また暫定運行経路付与装置は、先頭自走車の運行経路の目的地に応じて、複数の暫定運行経路から無駄な移動が少なくて済む暫定運行経路を選んで先頭自走車に与えるようにしてもよい。このようにすると暫定運行経路を付与された先頭自走車が、先に付与されていた運行経路に従った運行を終了した後に、無駄な移動をすることなく、早期に暫定運行経路に従った運行を開始することができる。
暫定運行経路付与装置は、付与動作を停止した後、暫定運行経路が付与されていない先頭自走車が対応する交差点に到達したときに、暫定運行経路として予め定めた他の交差点に向かう経路を該先頭自走車に与えるようにするのが好ましい。このようにすると先頭自走車が停留所に停留した状態になる事態の発生を防止できる。
暫定運行経路付与装置が複数の先頭自走車に与える複数の暫定運行経路は、該暫定運行経路付与装置が設置された交差点または該交差点に隣接する交差点を暫定運行経路中に含むように構成されているのが好ましい。このようにすれば、暫定運行経路付与装置から付与された暫定運行経路が早期に利用された場合でも、先頭走行車が無駄な移動を行うことを少なくすることができる。
複数の暫定運行経路付与装置が複数の先頭自走車にそれぞれ与える複数の暫定運行経路は、交通システムを運用するすべての路線と複数の暫定運行経路が重ならない経路が生じないように定められているのが好ましい。このようにすると暫定運行経路が利用される場合において、先頭走行車が走行しない路線が発生することを防止できる。その結果、時間がかかるとしても、事故復旧まで従前と同様の路線の確保が可能になる。
また複数の暫定運行経路付与装置が複数の先頭自走車にそれぞれ与える複数の暫定運行経路は、過去の運用実績に基づいて、交通システムを運用するすべての路線の中で目的地となる頻度が少ない目的地を含む路線を含む1以上の暫定運行経路が、複数の暫定運行経路に含まれないように定められていてもよい。このようすれば、暫定的な交通システムの運用において、重要性の少ない路線への運行はなくなるものの、需要の高い路線の運行を確保することができる。
複数の暫定運行経路付与装置が複数の前記先頭自走車にそれぞれ与える複数の前記暫定運行経路は、過去の運用実績に基づいて予め定めた複数の時間帯別に複数種類用意されており、複数の暫定運行経路付与装置は、緊急事態が発生した時間帯に応じた1種類の複数の暫定運行経路を選択するようにしてもよい。このようにすると、過去の運用実績を反映して暫定的に交通システムを運用することができる。
————
## 次の課題:
**1)** 提示文から、「暫定運行経路付与装置が複数の先頭自走車に与える複数の暫定」で始まり「様の路線の確保が可能になる。」までの部分を一字一句違えずに書き写してください。
**2)** 提示文にある次の一文を英語に翻訳してください：「このようにすると、過去の運用実績を反映して暫定的に交通システムを運用することができる。」
このデータは提示文とは無関係です。

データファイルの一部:
————
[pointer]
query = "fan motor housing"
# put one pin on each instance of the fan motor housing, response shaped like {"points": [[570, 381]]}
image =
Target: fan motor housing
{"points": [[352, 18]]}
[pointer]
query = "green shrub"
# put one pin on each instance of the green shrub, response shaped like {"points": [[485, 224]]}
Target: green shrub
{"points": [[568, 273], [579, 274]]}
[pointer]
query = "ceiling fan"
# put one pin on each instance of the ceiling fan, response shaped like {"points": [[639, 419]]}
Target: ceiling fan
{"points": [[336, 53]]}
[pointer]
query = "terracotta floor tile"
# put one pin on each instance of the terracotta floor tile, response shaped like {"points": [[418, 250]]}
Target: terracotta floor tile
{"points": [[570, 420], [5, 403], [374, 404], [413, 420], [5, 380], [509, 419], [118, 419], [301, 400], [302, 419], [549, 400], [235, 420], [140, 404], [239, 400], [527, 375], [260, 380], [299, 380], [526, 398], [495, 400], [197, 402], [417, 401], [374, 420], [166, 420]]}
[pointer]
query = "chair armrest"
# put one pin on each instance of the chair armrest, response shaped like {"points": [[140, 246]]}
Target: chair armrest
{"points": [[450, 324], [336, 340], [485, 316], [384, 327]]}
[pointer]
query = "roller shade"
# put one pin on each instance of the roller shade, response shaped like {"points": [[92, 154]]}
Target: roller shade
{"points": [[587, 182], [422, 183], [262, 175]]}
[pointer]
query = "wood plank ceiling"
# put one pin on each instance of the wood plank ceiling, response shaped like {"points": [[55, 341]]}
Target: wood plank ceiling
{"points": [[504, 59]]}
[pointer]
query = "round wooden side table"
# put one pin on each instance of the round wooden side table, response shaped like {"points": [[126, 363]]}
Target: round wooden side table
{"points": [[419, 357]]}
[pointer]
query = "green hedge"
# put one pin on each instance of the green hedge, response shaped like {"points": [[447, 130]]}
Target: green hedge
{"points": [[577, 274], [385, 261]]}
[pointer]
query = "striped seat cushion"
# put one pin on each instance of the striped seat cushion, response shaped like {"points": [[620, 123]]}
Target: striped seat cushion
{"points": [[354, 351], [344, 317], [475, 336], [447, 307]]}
————
## 課題別の出力:
**1)**
暫定運行経路付与装置が複数の先頭自走車に与える複数の暫定運行経路は、該暫定運行経路付与装置が設置された交差点または該交差点に隣接する交差点を暫定運行経路中に含むように構成されているのが好ましい。このようにすれば、暫定運行経路付与装置から付与された暫定運行経路が早期に利用された場合でも、先頭走行車が無駄な移動を行うことを少なくすることができる。
複数の暫定運行経路付与装置が複数の先頭自走車にそれぞれ与える複数の暫定運行経路は、交通システムを運用するすべての路線と複数の暫定運行経路が重ならない経路が生じないように定められているのが好ましい。このようにすると暫定運行経路が利用される場合において、先頭走行車が走行しない路線が発生することを防止できる。その結果、時間がかかるとしても、事故復旧まで従前と同様の路線の確保が可能になる。

**2)** This makes it possible to operate the transportation system provisionally in a way that reflects past operating records.